Write out exactly the lines running from the one that contains "The component shall locate the orchid" through the end of the material.

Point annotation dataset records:
■ ■ ■ ■

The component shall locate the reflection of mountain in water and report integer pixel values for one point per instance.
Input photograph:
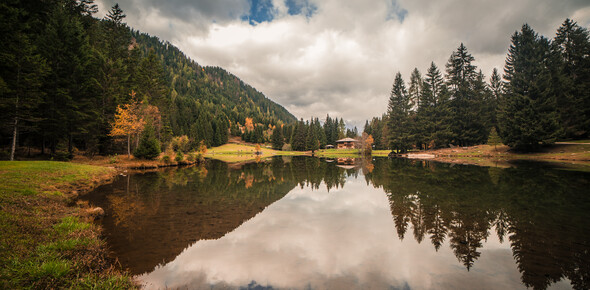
(152, 217)
(543, 212)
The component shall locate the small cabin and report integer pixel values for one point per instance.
(346, 143)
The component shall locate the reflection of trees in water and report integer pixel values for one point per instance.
(543, 212)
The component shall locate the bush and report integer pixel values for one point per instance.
(62, 156)
(287, 147)
(191, 157)
(180, 143)
(179, 156)
(149, 147)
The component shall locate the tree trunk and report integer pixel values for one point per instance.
(14, 134)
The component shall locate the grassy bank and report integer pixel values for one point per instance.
(233, 152)
(44, 243)
(486, 154)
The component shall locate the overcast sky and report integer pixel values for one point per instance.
(339, 57)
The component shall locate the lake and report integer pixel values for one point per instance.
(304, 222)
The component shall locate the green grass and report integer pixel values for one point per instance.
(69, 225)
(42, 244)
(241, 153)
(576, 141)
(35, 177)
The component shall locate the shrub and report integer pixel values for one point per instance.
(179, 156)
(180, 143)
(191, 157)
(287, 147)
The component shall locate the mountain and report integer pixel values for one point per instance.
(193, 86)
(67, 78)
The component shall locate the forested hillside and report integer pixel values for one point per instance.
(543, 96)
(68, 80)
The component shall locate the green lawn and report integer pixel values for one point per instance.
(241, 153)
(43, 242)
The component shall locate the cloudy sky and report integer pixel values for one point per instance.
(339, 57)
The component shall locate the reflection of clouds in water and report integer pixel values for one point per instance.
(342, 239)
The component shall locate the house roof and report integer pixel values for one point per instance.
(346, 140)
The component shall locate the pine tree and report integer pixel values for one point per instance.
(299, 137)
(22, 70)
(312, 142)
(149, 147)
(572, 43)
(494, 138)
(398, 116)
(341, 129)
(277, 138)
(415, 89)
(467, 124)
(528, 113)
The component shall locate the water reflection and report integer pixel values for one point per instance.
(311, 223)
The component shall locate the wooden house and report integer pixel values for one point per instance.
(346, 143)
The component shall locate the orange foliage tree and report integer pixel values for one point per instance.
(249, 124)
(367, 143)
(128, 121)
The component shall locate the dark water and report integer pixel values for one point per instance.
(351, 224)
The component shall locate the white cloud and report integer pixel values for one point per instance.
(342, 60)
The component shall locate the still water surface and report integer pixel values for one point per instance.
(351, 224)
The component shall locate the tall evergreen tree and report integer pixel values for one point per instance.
(398, 110)
(415, 89)
(572, 43)
(467, 124)
(277, 138)
(299, 141)
(22, 70)
(528, 113)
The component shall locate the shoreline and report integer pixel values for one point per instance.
(49, 239)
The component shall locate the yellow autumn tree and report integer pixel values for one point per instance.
(128, 121)
(249, 124)
(367, 143)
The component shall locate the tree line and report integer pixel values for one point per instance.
(64, 74)
(543, 96)
(310, 135)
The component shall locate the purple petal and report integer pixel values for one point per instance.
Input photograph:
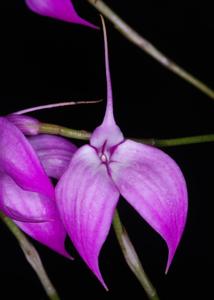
(154, 185)
(27, 125)
(28, 206)
(54, 153)
(19, 160)
(59, 9)
(87, 197)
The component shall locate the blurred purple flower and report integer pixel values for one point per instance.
(88, 192)
(26, 192)
(59, 9)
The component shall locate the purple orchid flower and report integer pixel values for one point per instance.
(26, 192)
(59, 9)
(88, 192)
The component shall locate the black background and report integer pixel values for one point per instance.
(44, 61)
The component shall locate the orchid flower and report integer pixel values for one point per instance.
(26, 192)
(88, 192)
(59, 9)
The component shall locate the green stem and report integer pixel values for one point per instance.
(85, 135)
(184, 140)
(149, 48)
(32, 257)
(132, 259)
(64, 131)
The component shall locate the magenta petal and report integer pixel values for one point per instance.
(54, 153)
(27, 125)
(40, 215)
(19, 160)
(154, 185)
(87, 197)
(59, 9)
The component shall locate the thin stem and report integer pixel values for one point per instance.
(85, 135)
(132, 259)
(32, 257)
(149, 48)
(64, 131)
(54, 105)
(184, 140)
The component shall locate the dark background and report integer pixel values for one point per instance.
(44, 61)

■ ■ ■ ■

Response to this task =>
The component shall locate the orchid flower and report integer pixel values for one point per instance.
(26, 192)
(88, 192)
(59, 9)
The component shall locate the green stem and report integer pixel values for one point per instance.
(85, 135)
(184, 140)
(149, 48)
(32, 257)
(132, 259)
(64, 131)
The component shall locate the magenta petal and report integer pixel values for one point per instance.
(54, 153)
(27, 125)
(40, 215)
(19, 160)
(154, 185)
(87, 197)
(59, 9)
The component shall locate the thin stem and report integer pixel values for one point per instance.
(85, 135)
(132, 259)
(32, 257)
(149, 48)
(64, 131)
(54, 105)
(184, 140)
The component shall locate the dark background and report integer pixel values for one point per instance.
(44, 61)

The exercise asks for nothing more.